SOURCE PASSAGE
____________________
Introduction
There’s no dearth of payment methods when it comes to transferring international funds. One such payment method is telegraphic transfer. Having roots in the traditional way of communication using telegraph lines, this payment method has since evolved a lot to offer you a modern and secure way of fund transfer.
Still, not everything is as smooth as it seems. Transfers can take several days, fees stack up, and fluctuating currency rates make it hard to predict how much will land in your account.
This article explains what telegraphic transfers are, how they work, and their pros and cons.
What is a telegraphic transfer (TT)?
Telegraphic transfer is a way of transferring money across the borders between bank accounts using electronic means. Also referred to as TT payments or telex transfers, these fund transfers are generally processed through the SWIFT network in case of international payments.
The term is related to the older system of communication using telegraphs. Earlier, in the mid-19th century to be precise, banks used telegraph networks to send payment instructions between banks, which were converted to Morse-coded messages that authorized the release of funds at some distant location.
____________________
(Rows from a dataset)

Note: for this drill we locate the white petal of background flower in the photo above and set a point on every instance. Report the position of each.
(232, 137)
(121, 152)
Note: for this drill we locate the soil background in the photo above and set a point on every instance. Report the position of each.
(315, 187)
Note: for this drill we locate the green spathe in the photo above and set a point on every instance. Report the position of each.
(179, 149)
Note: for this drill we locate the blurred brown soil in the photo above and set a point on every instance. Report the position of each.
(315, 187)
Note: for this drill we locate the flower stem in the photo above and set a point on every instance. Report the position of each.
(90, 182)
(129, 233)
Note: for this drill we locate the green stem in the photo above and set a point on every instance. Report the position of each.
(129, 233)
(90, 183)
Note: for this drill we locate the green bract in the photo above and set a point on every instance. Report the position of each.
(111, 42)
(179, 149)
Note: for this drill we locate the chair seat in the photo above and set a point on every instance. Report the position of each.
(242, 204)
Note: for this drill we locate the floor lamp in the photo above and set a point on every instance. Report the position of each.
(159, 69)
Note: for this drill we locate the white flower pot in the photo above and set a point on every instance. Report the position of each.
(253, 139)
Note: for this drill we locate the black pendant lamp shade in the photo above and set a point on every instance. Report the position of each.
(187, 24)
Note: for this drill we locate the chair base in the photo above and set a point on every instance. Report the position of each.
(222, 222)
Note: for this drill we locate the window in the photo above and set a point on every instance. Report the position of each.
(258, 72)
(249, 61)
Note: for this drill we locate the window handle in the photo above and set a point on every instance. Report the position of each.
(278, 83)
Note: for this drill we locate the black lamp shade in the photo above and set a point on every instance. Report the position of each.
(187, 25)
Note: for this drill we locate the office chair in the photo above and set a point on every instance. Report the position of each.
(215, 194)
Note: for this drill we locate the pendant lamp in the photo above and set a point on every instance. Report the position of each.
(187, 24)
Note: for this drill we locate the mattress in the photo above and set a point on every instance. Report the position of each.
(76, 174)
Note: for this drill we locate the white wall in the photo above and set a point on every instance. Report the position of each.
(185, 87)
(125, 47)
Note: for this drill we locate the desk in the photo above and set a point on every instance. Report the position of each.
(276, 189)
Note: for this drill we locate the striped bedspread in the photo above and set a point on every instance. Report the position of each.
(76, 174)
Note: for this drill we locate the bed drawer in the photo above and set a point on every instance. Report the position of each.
____________________
DIRECTIVES
a - Reproduce the stretch of the telegraphic transfer article from "This article explains" through "some distant location.", word for word.
b - In the rows, change "desk" to "writing table" across the stretch from the line containing "Note: for this drill we locate the white wall" through the end of the rows. Return only those lines, with everything else unchanged.

SOLUTIONS BY TASK
a -
This article explains what telegraphic transfers are, how they work, and their pros and cons.
What is a telegraphic transfer (TT)?
Telegraphic transfer is a way of transferring money across the borders between bank accounts using electronic means. Also referred to as TT payments or telex transfers, these fund transfers are generally processed through the SWIFT network in case of international payments.
The term is related to the older system of communication using telegraphs. Earlier, in the mid-19th century to be precise, banks used telegraph networks to send payment instructions between banks, which were converted to Morse-coded messages that authorized the release of funds at some distant location.

b -
Note: for this drill we locate the white wall in the photo above and set a point on every instance. Report the position of each.
(185, 87)
(125, 47)
Note: for this drill we locate the writing table in the photo above and set a point on every instance. Report the position of each.
(276, 189)
Note: for this drill we locate the striped bedspread in the photo above and set a point on every instance. Report the position of each.
(76, 174)
Note: for this drill we locate the bed drawer in the photo above and set a point on every instance. Report the position of each.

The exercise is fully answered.